Reproduce the rows from the line containing "outline --target=fallen branch" through the line containing "MULTIPOLYGON (((200 168, 178" with no changes at all.

------

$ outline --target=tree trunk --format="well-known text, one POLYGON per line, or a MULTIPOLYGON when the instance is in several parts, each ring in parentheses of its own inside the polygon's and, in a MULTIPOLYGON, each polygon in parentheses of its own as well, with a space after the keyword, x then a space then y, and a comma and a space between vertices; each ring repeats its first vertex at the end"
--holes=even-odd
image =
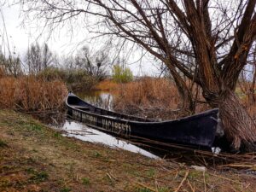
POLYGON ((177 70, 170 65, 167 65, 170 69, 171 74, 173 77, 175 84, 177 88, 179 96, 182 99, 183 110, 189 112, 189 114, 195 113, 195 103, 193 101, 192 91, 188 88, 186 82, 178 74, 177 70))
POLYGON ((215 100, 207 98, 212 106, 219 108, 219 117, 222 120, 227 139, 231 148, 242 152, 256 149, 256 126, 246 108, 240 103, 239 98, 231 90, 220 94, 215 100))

------

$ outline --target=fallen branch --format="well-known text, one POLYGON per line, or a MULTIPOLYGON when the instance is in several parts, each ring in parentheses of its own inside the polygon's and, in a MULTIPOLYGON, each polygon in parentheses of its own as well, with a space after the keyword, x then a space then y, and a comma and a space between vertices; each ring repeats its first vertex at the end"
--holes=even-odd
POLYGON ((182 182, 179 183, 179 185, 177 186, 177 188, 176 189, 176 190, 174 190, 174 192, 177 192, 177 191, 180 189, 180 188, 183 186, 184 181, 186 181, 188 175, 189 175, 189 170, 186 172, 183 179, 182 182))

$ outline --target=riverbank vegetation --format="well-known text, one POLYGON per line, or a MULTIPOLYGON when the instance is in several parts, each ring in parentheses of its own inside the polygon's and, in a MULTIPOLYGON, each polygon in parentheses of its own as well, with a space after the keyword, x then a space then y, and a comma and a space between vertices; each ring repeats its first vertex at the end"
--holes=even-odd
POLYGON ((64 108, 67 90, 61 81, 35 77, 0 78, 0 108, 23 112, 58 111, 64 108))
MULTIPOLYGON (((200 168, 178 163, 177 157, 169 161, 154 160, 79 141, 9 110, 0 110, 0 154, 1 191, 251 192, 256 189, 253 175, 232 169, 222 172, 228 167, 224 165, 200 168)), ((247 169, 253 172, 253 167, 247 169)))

------

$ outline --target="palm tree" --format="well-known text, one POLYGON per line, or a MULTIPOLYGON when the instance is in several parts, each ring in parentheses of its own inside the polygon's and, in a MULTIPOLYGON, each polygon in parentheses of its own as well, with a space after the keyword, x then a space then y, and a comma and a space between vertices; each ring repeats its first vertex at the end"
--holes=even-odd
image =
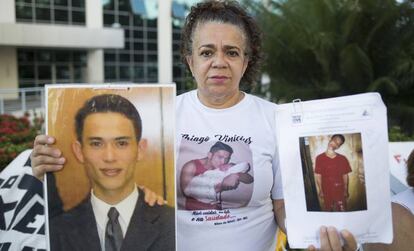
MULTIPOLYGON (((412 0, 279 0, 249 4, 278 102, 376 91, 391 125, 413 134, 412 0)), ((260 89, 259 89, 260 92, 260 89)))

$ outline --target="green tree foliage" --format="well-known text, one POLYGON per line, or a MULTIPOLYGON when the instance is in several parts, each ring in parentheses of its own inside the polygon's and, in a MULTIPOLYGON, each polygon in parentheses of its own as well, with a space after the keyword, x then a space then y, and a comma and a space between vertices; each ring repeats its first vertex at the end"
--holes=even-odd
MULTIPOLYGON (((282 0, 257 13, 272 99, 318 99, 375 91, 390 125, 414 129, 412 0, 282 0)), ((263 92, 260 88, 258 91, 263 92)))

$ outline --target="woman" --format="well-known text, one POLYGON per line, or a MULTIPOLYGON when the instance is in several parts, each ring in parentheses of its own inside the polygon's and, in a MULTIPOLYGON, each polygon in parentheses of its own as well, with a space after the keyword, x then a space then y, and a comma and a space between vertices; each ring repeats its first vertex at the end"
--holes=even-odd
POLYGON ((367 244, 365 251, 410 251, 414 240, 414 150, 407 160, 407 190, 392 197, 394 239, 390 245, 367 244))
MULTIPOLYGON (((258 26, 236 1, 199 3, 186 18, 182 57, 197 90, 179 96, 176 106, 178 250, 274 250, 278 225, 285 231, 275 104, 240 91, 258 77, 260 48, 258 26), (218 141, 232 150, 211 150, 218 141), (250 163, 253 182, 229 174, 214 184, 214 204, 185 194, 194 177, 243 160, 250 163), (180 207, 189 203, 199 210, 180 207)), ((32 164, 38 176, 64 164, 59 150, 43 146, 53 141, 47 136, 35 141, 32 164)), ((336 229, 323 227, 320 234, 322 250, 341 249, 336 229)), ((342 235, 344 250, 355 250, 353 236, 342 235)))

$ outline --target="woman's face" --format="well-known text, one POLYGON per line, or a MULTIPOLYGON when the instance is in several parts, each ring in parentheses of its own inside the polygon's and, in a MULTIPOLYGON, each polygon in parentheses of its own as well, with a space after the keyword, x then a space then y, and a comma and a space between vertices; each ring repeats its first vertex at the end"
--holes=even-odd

------

• _Exercise result_:
$ outline --target=fallen branch --format="well-known text, one POLYGON per line, or a MULTIPOLYGON when the instance is in several parts, each ring in parentheses of its own inside the polygon's and, in a MULTIPOLYGON, each polygon in parentheses of its own as well, with a space after the keyword, x then a space then y, and a comma and a space between vertices; each ring repeats its first vertex at the end"
--holes=even-odd
POLYGON ((182 182, 179 183, 179 185, 177 186, 177 188, 176 189, 176 190, 174 190, 174 192, 177 192, 177 191, 180 189, 180 188, 183 186, 184 181, 186 181, 188 175, 189 175, 189 170, 186 172, 183 179, 182 182))

$ outline --target=riverbank vegetation --format="well-known text, one POLYGON per line, or a MULTIPOLYGON when the instance is in several parts, each ring in parentheses of its own inside the polygon's and, in a MULTIPOLYGON, each polygon in parentheses of its own as well, with a space after the keyword, x then a space then y, and a comma and a space between vertices; each ring repeats its first vertex at the end"
--holes=even-odd
POLYGON ((64 108, 67 90, 61 81, 35 77, 0 78, 0 108, 23 112, 58 111, 64 108))
MULTIPOLYGON (((200 168, 178 163, 177 157, 169 161, 154 160, 79 141, 9 110, 0 110, 0 154, 1 191, 251 192, 256 189, 253 175, 232 169, 222 172, 228 167, 224 165, 200 168)), ((247 169, 253 172, 253 167, 247 169)))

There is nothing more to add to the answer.